## Records in a dataset
****************************************
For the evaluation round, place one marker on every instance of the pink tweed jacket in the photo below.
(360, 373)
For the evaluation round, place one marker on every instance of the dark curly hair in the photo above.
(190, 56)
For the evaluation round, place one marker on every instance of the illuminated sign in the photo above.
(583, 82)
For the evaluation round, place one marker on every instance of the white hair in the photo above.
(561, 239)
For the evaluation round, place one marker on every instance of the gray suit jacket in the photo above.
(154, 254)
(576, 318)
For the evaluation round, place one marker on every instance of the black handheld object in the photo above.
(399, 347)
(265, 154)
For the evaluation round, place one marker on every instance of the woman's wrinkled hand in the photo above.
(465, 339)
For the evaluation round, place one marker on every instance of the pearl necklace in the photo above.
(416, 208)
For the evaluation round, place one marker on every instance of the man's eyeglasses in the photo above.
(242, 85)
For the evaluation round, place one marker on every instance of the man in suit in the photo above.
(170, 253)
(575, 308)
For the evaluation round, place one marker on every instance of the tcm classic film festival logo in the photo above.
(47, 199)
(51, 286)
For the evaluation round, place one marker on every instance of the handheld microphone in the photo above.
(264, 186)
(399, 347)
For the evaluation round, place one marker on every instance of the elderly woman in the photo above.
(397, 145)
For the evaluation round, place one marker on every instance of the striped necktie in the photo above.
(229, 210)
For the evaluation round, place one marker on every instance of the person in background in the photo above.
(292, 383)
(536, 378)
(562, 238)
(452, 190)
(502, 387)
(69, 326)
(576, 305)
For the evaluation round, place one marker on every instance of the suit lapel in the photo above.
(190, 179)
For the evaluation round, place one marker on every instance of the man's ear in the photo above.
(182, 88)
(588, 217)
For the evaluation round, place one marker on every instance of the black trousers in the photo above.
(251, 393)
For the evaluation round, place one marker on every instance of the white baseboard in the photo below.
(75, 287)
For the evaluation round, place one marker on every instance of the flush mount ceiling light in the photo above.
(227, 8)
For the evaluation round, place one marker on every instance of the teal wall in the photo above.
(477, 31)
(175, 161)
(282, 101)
****************************************
## PROBLEM TO SOLVE
Could you reproduce the data, starting at the line that has "background in the photo above." and stopping after the final line of the data, with every request kept and each coordinate in the answers scaled by 2.2 and rounded to a whole number, halves rounding up?

## TASK SOLUTION
For the evaluation round, place one marker on every instance of the person in background in the photo above.
(642, 843)
(1179, 832)
(1236, 524)
(994, 418)
(1104, 851)
(152, 717)
(1267, 671)
For the evaluation round, place one marker on every instance of the suit lapel in the photo above.
(418, 394)
For the evaluation round, place one marker on every instance of the man's ear in the photo above.
(400, 194)
(1294, 477)
For the evaluation round, place one marker on every instance of the black trousers in the photo above.
(552, 865)
For the evaluation round, place one marker on every instance of the white baseboard in the photo below.
(165, 631)
For the evaluation round, place one marker on every instance of the flush mount ceiling light in the photo above.
(499, 18)
For the evaluation round, place one marker on every instance of the teal wall in the photo above.
(1049, 68)
(385, 354)
(620, 222)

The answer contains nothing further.